## [STATED GOAL]
Resume the passage on Jonathan Swift and banking, picking up right after its final sentence.

## [DOCUMENT PASSAGE]

-=-=-=-=-

What is said about censorship is true. Britain was freer than most after the legal mechanisms for policing print lapsed in 1695. Still, many works were published anonymously, for fear of public reaction. Swift is an excellent example…even though his satire was so entertaining that Gulliver’s Travels is widely read today without any notion of its satirical intent (nicely explained in this video).
Still, to steal a title from Swift, this was truly a time when a “Battle of the Books” was first allowed to take place. More on the political and philosophical background to Gulliver’s Travels here on Cliffs Notes.
The lowness of interest, in all other countries a sign of wealth, is in us a proof of misery, there being no trade to employ any borrower. Hence alone comes the dearness of land, since the savers have no other way to lay out their money.
I have sometimes thought, that this paradox of the Kingdom growing rich, is chiefly owing to those worthy gentlemen the BANKERS, who, except some custom-house officers, birds of passage, oppressive thrifty squires, and a few others that shall be nameless, are the only thriving people among us: And I have often wished that a law were enacted to hang up half a dozen bankers every year, and thereby interpose at least some short delay, to the further ruin of Ireland.”
Jonathan Swift on banking in his
2008 1728 Tract, A short view of the state of Ireland.
His account of rising prices, and Dublin being full of new buildings as builders hire each other is oddly familiar.

-=-=-=-=-

## [COLLECTED MATERIAL]
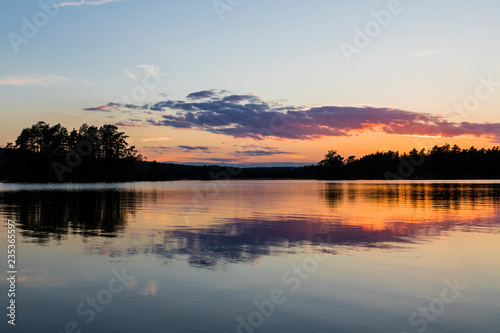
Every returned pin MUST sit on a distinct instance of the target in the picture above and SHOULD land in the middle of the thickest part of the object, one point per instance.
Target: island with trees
(44, 153)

-=-=-=-=-

## [ANSWER FOR THE TASK]
This year (2013) marks the 300th anniversary of Swift becoming Dean of St Patrick’s Cathedral (he was installed on 13th June, 1713). The picture above is from the title page to Jonathan Swift’s Works of 1735. Beneath Swift’s feet lies a figure, probably Mr. Wood, with his brass half-pennies strewn below. Ireland kneels before Swift to thank him. The Latin inscription, from Horace, says, “I have made a monument more lasting than brass.” This all refers to Swift’s work that combines political philosophy with rhetoric, the Drapier Letters,
Drapier’s Letters were a series of pamphlets, supposedly written by a Mr. Drapier, a draper by trade. They were written in response to the decision in 1722 to allow Mr Wood to create new copper coinage for Ireland up to the value of £180,000, a right obtainedafter payment of £100,000 as a bribe to the Duchess of Kendal, mistress to King George I. New coinage was needed in Ireland but this measure was imposed on Ireland without the consultation or control of the Irish government.
The first Drapier’s Letter was A Letter to the shopkeepers, tradesmen, farmers and the common people of Ireland concerning the brass halfpence coined by Mr. Woods (1724) . His analysis of the faults of the inferior coinage and its probable effects on the Irish economy due to hoarding of good quality coinage triggered an enquiry, which advised reducing the number of coins. It also produced a report by Isaac Newton, head of the Mint arguing that the coins were good.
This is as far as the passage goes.